__Problem statement__. A verbatim copy of the full data, with no pictures, is the expected answer.

__The data__.
%%

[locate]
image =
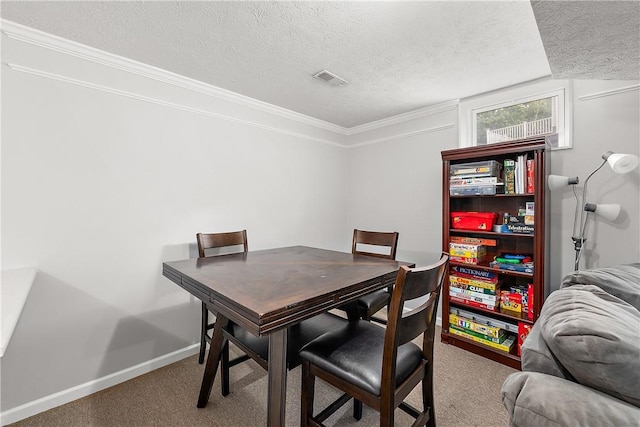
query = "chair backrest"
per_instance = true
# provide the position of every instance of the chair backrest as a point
(375, 238)
(402, 326)
(221, 240)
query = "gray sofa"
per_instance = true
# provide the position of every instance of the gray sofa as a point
(581, 360)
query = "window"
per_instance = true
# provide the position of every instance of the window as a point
(511, 115)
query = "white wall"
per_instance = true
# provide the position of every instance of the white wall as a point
(396, 183)
(107, 172)
(105, 175)
(606, 116)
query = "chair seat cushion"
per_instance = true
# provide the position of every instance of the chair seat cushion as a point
(297, 336)
(354, 354)
(377, 299)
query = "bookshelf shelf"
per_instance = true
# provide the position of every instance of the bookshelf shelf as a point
(478, 302)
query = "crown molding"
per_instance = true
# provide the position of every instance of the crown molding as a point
(55, 43)
(404, 135)
(82, 83)
(49, 41)
(404, 117)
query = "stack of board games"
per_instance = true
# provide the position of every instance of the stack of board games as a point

%%

__Solution__.
[locate]
image =
query = "chair backrest"
per_instance = true
# provide the position of every instance of the chair backrest as a point
(375, 238)
(402, 326)
(221, 240)
query = "gray sofa"
per_instance = true
# provide the position of every instance of the gray sofa as a point
(581, 360)
query = "window"
per_instance = true
# provide the position of every instance of the window as a point
(511, 115)
query = "white wall"
per_instance = true
# provide the position of every instance of the white wall as a point
(396, 183)
(107, 172)
(105, 175)
(606, 116)
query = "chair seat cushion"
per_instance = true
# provide the position of every instance of the chair seat cushion as a point
(297, 336)
(354, 354)
(377, 299)
query = "bookshelf shelf"
per_instance = true
# provide the position of every instance of the bookshelf shelf as a point
(478, 302)
query = "crown molding"
per_instance = true
# provide the position of every instance of the crown molding as a point
(55, 43)
(404, 135)
(82, 83)
(49, 41)
(404, 117)
query = "stack of board games"
per_instance = true
# provide the position of every instance of the stack of board games as a point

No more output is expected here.